• [TASK GOAL]:
In the transcript on dementia risk, how much faster did cognitive decline occur among people who got more than 20% of their daily calories from ultra-processed foods?

And improve your finances at the same time
Ric Edelman: It's Tuesday, February 21st. Let me ask you, what did you eat for dinner last night? Did you eat ultra-processed foods - sausages, burgers, pizza, ice cream?
Look, we all know that lots of studies have found that highly processed foods raise the risk that you'll suffer obesity, diabetes, even cancer. Well, now a new study says processed foods also increase your risk of dementia. Researchers in Brazil followed 10,000 people in their 40s and 50s for 10 years, and those who consumed more than 20% of their daily calories from ultra-processed foods had cognitive decline 28% faster than people who didn't have such diets. The problem is 20% of your diet is not a high number. If you eat 2,000 calories a day, we're talking only 400 calories. That's a burger and a candy bar.
In addition to the fact that what you eat can increase your risk of getting Alzheimer's, there's now growing evidence that viruses can increase your risk as well. And that includes COVID, herpes and Epstein-Barr. Oxford's Institute of Population Aging and Tufts University just published a study in the Journal of Alzheimer's Disease. They found that the common herpes virus, HSV-1, could trigger dementia by interacting with the virus that causes chickenpox and shingles. When they looked at people 65 and older who have respiratory infections and who got COVID, 4.5% of them developed dementia over the next two years, there was a third more than the rest of the population.
People with the gene APOE4 appear to be particularly vulnerable. The Epstein-Barr virus has already been implicated in multiple sclerosis and Parkinson's, and we're still new to COVID. So you can be sure they'll be looking at this for the next decade.
Neurologists from 25 countries have already set up a consortium with the Alzheimer's Association to study this. And if that's not enough, researchers now also think that head trauma could trigger Alzheimer's disease. Clinical trials underway at Columbia and the New York State Psychiatric Institute are hoping to produce results by the end of the year. So if you want to avoid cognitive decline, watch what you eat. Avoid head injuries and avoid COVID, herpes and Epstein-Barr. (Like you have any control over those.)
But researchers say there's another way you can protect yourself. Don't retire. A study from Binghamton University has found that early retirement can accelerate cognitive decline. Staying at work keeps your brain sharp. We don't get lazy just watching the tube. And a study of older people, some still working and others retired, they found that retirees had a nearly 2% decrease in general intelligence.
You want to stay smart? Keep listening to this podcast and keep on working.

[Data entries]
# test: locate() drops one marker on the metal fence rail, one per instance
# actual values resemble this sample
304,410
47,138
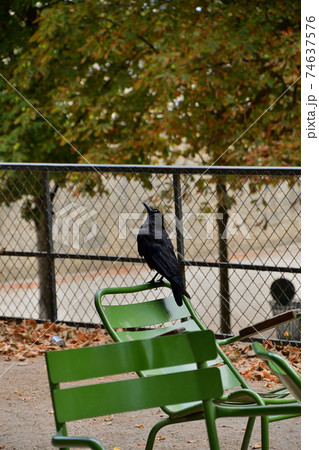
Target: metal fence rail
69,230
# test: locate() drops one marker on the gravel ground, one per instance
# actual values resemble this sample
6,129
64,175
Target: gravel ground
26,420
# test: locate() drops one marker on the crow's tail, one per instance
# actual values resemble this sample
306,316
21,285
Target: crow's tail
178,291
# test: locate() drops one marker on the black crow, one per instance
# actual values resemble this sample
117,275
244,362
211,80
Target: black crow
154,244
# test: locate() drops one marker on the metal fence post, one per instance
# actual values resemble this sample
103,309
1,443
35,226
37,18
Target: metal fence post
48,228
179,222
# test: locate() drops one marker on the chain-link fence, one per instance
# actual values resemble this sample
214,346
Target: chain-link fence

• [ANSWER TO THIS TASK]:
28% faster than among people who didn't have such diets.